Excerpts from a dataset

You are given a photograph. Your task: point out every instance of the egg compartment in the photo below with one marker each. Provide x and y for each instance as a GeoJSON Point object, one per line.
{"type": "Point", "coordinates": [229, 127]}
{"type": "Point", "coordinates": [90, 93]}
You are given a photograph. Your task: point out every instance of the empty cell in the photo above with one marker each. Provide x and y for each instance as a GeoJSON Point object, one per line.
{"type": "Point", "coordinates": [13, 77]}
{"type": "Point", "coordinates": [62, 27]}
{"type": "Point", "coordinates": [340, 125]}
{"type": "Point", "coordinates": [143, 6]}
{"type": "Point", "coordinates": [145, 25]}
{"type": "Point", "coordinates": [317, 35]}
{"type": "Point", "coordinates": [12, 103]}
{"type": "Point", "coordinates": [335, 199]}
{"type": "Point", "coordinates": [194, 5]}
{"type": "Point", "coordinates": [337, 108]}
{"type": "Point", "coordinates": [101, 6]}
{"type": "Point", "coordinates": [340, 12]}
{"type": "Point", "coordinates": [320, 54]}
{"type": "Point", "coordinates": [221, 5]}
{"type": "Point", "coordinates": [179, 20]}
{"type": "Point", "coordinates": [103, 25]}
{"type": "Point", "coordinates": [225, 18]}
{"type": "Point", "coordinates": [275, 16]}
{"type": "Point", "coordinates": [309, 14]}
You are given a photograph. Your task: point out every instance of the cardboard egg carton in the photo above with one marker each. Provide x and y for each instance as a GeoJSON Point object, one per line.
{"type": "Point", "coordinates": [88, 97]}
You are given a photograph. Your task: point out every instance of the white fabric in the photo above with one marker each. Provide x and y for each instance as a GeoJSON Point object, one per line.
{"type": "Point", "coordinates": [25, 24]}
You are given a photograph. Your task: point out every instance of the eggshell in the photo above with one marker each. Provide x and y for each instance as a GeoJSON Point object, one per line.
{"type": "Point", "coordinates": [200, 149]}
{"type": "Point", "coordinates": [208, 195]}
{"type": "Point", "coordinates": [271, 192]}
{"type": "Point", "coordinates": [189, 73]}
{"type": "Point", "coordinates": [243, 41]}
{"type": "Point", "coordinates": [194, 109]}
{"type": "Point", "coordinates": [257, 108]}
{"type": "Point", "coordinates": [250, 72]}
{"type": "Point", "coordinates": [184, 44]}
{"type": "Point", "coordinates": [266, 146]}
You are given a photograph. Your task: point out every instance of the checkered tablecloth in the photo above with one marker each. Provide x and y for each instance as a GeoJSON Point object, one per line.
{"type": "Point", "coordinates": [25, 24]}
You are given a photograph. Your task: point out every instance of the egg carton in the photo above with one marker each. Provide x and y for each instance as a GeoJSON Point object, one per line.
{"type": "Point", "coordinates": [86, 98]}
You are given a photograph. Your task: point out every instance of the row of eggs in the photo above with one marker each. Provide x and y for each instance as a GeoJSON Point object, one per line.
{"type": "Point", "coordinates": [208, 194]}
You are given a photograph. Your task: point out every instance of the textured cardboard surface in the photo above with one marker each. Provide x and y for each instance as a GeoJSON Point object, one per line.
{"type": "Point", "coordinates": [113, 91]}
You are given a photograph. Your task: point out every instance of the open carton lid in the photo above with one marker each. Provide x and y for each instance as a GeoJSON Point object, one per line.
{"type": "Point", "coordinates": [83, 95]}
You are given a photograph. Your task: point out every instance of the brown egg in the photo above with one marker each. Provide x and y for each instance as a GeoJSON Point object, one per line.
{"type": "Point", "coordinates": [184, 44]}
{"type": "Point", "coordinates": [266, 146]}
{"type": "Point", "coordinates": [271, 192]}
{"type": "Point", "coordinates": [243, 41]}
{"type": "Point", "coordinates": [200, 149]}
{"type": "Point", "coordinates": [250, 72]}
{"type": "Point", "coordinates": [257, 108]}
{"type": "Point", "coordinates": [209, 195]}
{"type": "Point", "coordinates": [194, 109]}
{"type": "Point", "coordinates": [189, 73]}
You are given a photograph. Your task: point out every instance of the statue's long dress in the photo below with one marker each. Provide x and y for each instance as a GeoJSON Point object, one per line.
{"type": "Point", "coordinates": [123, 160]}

**EXERCISE:** Copy the entries above exactly, leaving none out.

**OUTPUT:**
You are given a photograph. Your task: point out every instance of the egg compartment in the photo below with one marker each. Provide x and y for each instance as a GeoJSON Point object, one per line.
{"type": "Point", "coordinates": [229, 127]}
{"type": "Point", "coordinates": [90, 93]}
You are given a photograph. Your task: point out every instance of the empty cell in the photo above with one marker each. Provide x and y for each instance as a GeoJSON Point object, one per line.
{"type": "Point", "coordinates": [13, 77]}
{"type": "Point", "coordinates": [62, 27]}
{"type": "Point", "coordinates": [340, 125]}
{"type": "Point", "coordinates": [143, 6]}
{"type": "Point", "coordinates": [145, 25]}
{"type": "Point", "coordinates": [317, 35]}
{"type": "Point", "coordinates": [12, 103]}
{"type": "Point", "coordinates": [335, 199]}
{"type": "Point", "coordinates": [194, 5]}
{"type": "Point", "coordinates": [337, 108]}
{"type": "Point", "coordinates": [101, 6]}
{"type": "Point", "coordinates": [340, 12]}
{"type": "Point", "coordinates": [320, 54]}
{"type": "Point", "coordinates": [221, 5]}
{"type": "Point", "coordinates": [179, 20]}
{"type": "Point", "coordinates": [103, 25]}
{"type": "Point", "coordinates": [225, 18]}
{"type": "Point", "coordinates": [275, 16]}
{"type": "Point", "coordinates": [309, 14]}
You are given a photograph. Your task: point out every instance of the cardboard egg carton in the photo above with one marker each. Provide x and y for each instance as a GeoJSON Point object, one per line.
{"type": "Point", "coordinates": [88, 97]}
You are given a photograph. Your task: point out every instance of the white fabric in the photo above with one marker each. Provide x and y for each instance as a GeoJSON Point object, one per line.
{"type": "Point", "coordinates": [25, 24]}
You are given a photograph. Your task: point out every instance of the eggshell in the photo above with one marker each. Provide x and y for each instance as a GeoJSON Point object, one per line.
{"type": "Point", "coordinates": [200, 149]}
{"type": "Point", "coordinates": [208, 195]}
{"type": "Point", "coordinates": [271, 192]}
{"type": "Point", "coordinates": [189, 73]}
{"type": "Point", "coordinates": [243, 41]}
{"type": "Point", "coordinates": [194, 109]}
{"type": "Point", "coordinates": [257, 108]}
{"type": "Point", "coordinates": [250, 72]}
{"type": "Point", "coordinates": [184, 44]}
{"type": "Point", "coordinates": [266, 146]}
You are given a photograph. Your task: point out every instance of the checkered tablecloth in the photo above with one marker each. Provide x and y for each instance as a GeoJSON Point object, one per line.
{"type": "Point", "coordinates": [25, 24]}
You are given a photograph. Your task: point out every instance of the egg carton in the photo above with one marker each. Provide x and y for each instance as a GeoJSON Point object, one per line.
{"type": "Point", "coordinates": [86, 98]}
You are given a photograph. Your task: point out every instance of the row of eggs in the photo above with one marker each. Provide x and y for each instance as a GeoJSON Point object, one per line.
{"type": "Point", "coordinates": [208, 194]}
You are given a photograph. Your task: point out every instance of the textured cardboard surface in the photo above with one marker each. Provide x and y for each instance as a GeoJSON Point object, one per line.
{"type": "Point", "coordinates": [113, 91]}
You are given a photograph. Your task: point out every instance of the open carton lid in the photo above with one marker each. Provide x and y for each instance as a GeoJSON Point object, one per line.
{"type": "Point", "coordinates": [83, 95]}
You are given a photograph. Your task: point out every instance of the brown egg in the photo above with one marker each. Provide x and y for each instance as a GeoJSON Point object, one per line.
{"type": "Point", "coordinates": [184, 44]}
{"type": "Point", "coordinates": [266, 146]}
{"type": "Point", "coordinates": [271, 192]}
{"type": "Point", "coordinates": [243, 41]}
{"type": "Point", "coordinates": [200, 149]}
{"type": "Point", "coordinates": [250, 72]}
{"type": "Point", "coordinates": [257, 108]}
{"type": "Point", "coordinates": [209, 195]}
{"type": "Point", "coordinates": [194, 109]}
{"type": "Point", "coordinates": [189, 73]}
You are given a photograph. Your task: point out every instance of the statue's long dress in the photo below with one marker each. Provide x and y for each instance as a GeoJSON Point object, one per line.
{"type": "Point", "coordinates": [123, 160]}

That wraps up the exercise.